Exercise task:
Rewrite everything in the stretch of the items from the start through the line that contains "[0,599,1270,951]", shifting each bounding-box coordinate in the answers up by 150. Leave the pictures out.

(Data pulled from a collection)
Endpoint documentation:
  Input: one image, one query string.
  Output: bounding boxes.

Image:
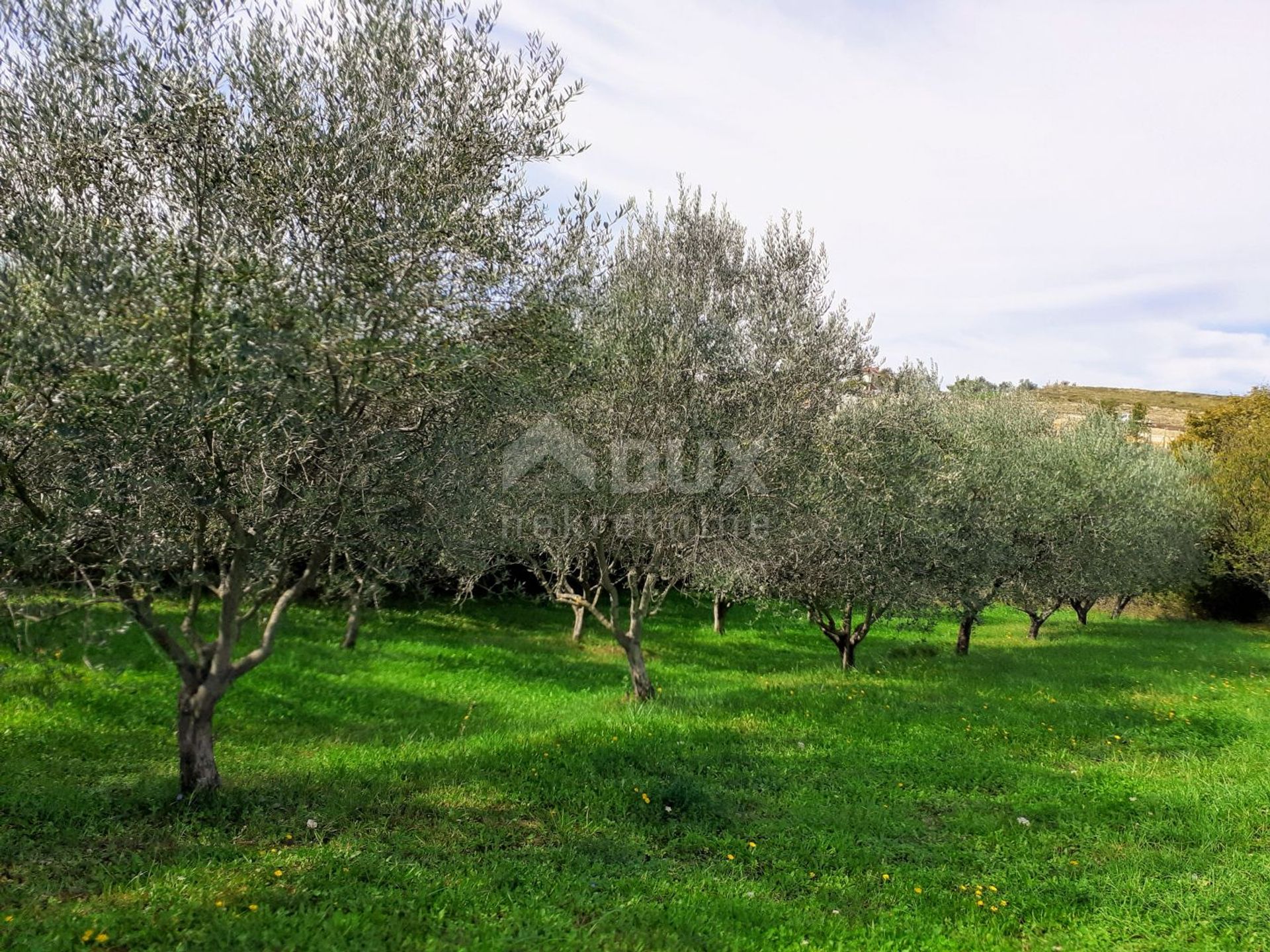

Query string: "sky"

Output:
[499,0,1270,393]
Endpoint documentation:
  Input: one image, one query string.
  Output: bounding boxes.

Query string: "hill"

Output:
[1037,383,1227,443]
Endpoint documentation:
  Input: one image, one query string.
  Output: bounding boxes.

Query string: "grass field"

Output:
[0,600,1270,951]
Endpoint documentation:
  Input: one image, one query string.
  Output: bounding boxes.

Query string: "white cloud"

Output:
[501,0,1270,392]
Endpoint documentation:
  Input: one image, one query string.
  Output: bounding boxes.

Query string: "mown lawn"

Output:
[0,599,1270,951]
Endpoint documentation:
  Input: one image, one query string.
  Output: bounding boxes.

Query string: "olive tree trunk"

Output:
[1024,602,1062,641]
[341,582,362,650]
[177,683,225,795]
[116,543,324,795]
[617,615,657,701]
[956,612,978,655]
[714,592,732,635]
[1070,598,1093,625]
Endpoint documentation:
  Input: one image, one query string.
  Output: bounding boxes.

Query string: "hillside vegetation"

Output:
[1038,383,1226,429]
[0,598,1270,952]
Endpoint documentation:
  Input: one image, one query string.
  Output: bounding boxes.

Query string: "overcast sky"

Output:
[500,0,1270,392]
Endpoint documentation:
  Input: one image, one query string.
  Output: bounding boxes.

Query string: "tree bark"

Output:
[341,584,362,650]
[956,612,976,655]
[1071,598,1093,625]
[177,684,221,796]
[618,617,657,701]
[714,592,732,635]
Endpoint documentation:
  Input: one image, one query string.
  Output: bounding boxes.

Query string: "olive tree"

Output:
[933,393,1053,655]
[0,0,589,791]
[1002,413,1208,639]
[1049,413,1209,625]
[749,383,944,669]
[501,186,871,699]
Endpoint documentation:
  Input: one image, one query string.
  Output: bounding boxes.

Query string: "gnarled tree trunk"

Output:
[1024,602,1063,641]
[341,582,362,650]
[1071,598,1095,625]
[177,682,224,795]
[956,612,978,655]
[617,617,657,701]
[714,592,732,635]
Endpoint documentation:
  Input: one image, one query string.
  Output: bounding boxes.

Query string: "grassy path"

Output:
[0,600,1270,952]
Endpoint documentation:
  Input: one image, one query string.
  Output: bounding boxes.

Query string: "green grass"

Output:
[0,600,1270,951]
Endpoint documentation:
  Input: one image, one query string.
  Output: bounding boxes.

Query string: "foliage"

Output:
[736,368,945,668]
[0,0,588,788]
[483,185,872,698]
[1179,387,1270,595]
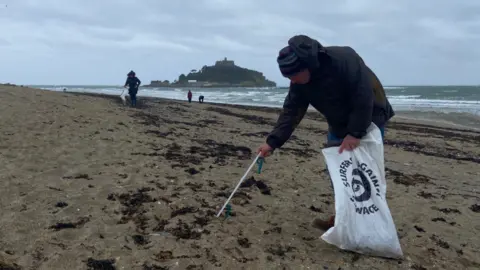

Final answer:
Endpoint documentation:
  Input: one image, one query string.
  Output: bounding boxes.

Image:

Query string: "sky"

Output:
[649,150,1420,543]
Endpoint documentation:
  Input: one image, one query string.
  Output: bounding boxes.

Query string: "hill"

Output:
[1187,533,1377,593]
Endpoint documentation:
  Input: one image, one query string.
  Output: bounding boxes.

Query string: "grass field"

Output:
[150,750,1420,1101]
Endpoint documentation:
  Input: one image, one query string.
  Output: bounding boxes.

Query string: "white cloud"

Output:
[651,150,1420,542]
Endpoint documentation:
  Input: one image, one query string.
  Output: bounding boxes.

Query string: "mown lawn"

Output:
[150,749,1420,1101]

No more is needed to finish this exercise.